- **LISTA DE TAREAS**:
[1] ¿Puedes citar literalmente el fragmento del discurso sobre la Masonería que va desde "Y aprovecho para" hasta "parte del fondo.", ambos incluidos?
[2] ¿Puedes prolongar el discurso sobre la Masonería a partir de su última oración?

Y aprovecho para decirle a nuestro nuevo Querido Hermano que las dignidades Masónicas merecen siempre, dentro y fuera de las Tenidas, un trato respetuoso y formal, por muy amigos personales que sean de nosotros. No por un protocolo vacío, sino porque cada Dignidad y cada Oficio encarna una porción viva de nuestra tradición, de acuerdo con los antiguos Usos y Costumbres de la Masonería universal. En la Masonería siempre la forma, ha sido parte del fondo.
 
Y permítame, por favor, una recomendación fraterna. A veces encontrará Hermanos que buscan convertir la Masonería en una especie de religión interior en donde todo cabe en nombre de una de un esoterismo rebosante, muchas veces basado en autores que nunca fueron Masones y han desvisado sus significadsos y convocatorias. La definición más antigua y extendida de la Masonería es que es un sistema de moralidad, velado por alegoría e ilustrado por símbolos, lo que significa que el verdadero esoterismo de la Masonería es de carácter moral y no metafísico ni mágico, y nadie debe tratar de obligarnos a participar en un ejercicio mágico o supersticioso. Tenemos el derecho inalienable a decir que no queremos participar. Escuche siempre con respeto, pero mantenga la mirada y la mente clara. Nuestra Orden es simbólica, no fantasiosa, profunda, pero no difusa, trascendente, pero no devota de laberintos. La verdadera sabiduría Masónica es sobria y luminosa, y no recargada de incienso. Déjese guiar por el Querido Hermano Segundo Vigilante, oiga sus enseñanzas, sus consejos, confíe en él, que, en su caso, usted tiene la suerte de haberle tocado el Iluestre Hermano Fernando Luichini, que le enseñará lo que es la verdadera Masonería y los modos correctos de ser y estar en la Orden.
 
Permítanme ahora, igualmente, detenerme en un asunto que nuestro tiempo vuelve urgente. Este aniversario nos invita a reflexionar sobre lo que significa crecer como Logia en un mundo atravesado por tensiones políticas, económicas y culturales cada vez más intensas, y discriminaciones contra las mujeres y los que aman diferentes a la mayoría. Vivimos una época de democracias frágiles, discursos polarizados amplificados por algoritmos, desigualdades crecientes y narrativas mediáticas que a menudo prefieren el escándalo antes que la comprensión. Recientemente fuimos testigos de un episodio televisivo que expuso a la Masonería colombiana en un espectáculo público desafortunado, recordándonos cómo la imprudencia y los disociadores pueden convertir una intención legítima en un daño innecesario. Es una lección severa sobre la importancia de la prudencia, la sobriedad y el juicio sereno. Hemos vuelto a oír tambores de guerra a los que, a mi juicio, debemos responder con altura y grandeza de miras, con la plena y serena convicción de que estamos en el lado correcto de la Masonería, de la historia y filosofía de la Orden. Al ruido profano no se responde con más ruidos profanos.

[Entradas de un conjunto de datos de anotación]
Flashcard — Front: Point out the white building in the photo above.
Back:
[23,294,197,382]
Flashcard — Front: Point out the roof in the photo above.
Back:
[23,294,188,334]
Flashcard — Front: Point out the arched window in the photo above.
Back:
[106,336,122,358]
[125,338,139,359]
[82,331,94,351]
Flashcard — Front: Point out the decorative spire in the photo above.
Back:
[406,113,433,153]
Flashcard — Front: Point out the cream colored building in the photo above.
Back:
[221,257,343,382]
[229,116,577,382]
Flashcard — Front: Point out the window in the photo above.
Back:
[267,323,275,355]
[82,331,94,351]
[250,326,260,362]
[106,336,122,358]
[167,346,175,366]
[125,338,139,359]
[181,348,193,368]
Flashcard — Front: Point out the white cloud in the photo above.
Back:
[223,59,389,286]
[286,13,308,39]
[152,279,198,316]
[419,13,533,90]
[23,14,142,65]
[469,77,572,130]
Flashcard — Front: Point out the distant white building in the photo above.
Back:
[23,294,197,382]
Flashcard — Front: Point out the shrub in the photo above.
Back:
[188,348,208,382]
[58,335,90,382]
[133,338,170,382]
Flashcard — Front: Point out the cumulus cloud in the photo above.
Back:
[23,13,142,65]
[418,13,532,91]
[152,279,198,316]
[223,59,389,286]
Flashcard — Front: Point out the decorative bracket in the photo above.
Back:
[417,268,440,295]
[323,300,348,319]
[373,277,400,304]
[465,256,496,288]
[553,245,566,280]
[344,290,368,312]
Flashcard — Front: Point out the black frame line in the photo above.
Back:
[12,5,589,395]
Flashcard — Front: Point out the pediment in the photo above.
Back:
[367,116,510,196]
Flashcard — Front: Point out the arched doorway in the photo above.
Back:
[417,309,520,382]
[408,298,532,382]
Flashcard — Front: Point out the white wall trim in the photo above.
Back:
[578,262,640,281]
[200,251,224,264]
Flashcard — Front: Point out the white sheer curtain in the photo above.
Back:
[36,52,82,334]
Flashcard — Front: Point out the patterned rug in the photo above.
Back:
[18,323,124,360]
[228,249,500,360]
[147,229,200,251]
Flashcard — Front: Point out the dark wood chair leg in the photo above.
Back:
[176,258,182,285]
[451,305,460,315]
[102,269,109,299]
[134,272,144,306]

- **RESPUESTAS DADAS**:
[1]
Y aprovecho para decirle a nuestro nuevo Querido Hermano que las dignidades Masónicas merecen siempre, dentro y fuera de las Tenidas, un trato respetuoso y formal, por muy amigos personales que sean de nosotros. No por un protocolo vacío, sino porque cada Dignidad y cada Oficio encarna una porción viva de nuestra tradición, de acuerdo con los antiguos Usos y Costumbres de la Masonería universal. En la Masonería siempre la forma, ha sido parte del fondo.

[2]
La Masonería no crece ni encerrándose en sí misma ni entregándose al ruido profano. Crece cuando piensa con lucidez en medio de la confusión, cuando en tiempos ásperos escucha sin temor y responde sin estridencia. Crece cuando trabaja (como lo hace esta Respetable Logia) con coherencia y claridad, guiada por un Mallete ejercido con tino por una Venerable Maestra con una trayectoria impecable, sin dejarse seducir por excesos místicos ni por interpretaciones mágicas que prometen más de lo que ofrecen. Hermano Aprendiz, si algún día escucha que nuestros símbolos poseen potencias ocultas dignas de una trilogía de fantasía, o de un capítulo de Harry Potter, recuerde sencillamente que la Masonería inspira realidades, no fantasías.
 
Spica ha demostrado, desde su fundación, que el espíritu Masónico puede florecer aun en tiempos convulsos. En un mundo en donde reina la inmediatez y en donde la estridencia parece imponerse, esto constituye un acto de auténtica civilización. Cuando la Masonería se practica con autenticidad, no necesita elevar la voz; basta con ser coherente. Y cuando es coherente, suele elevar algo más importante que la voz, como es el ejemplo personal.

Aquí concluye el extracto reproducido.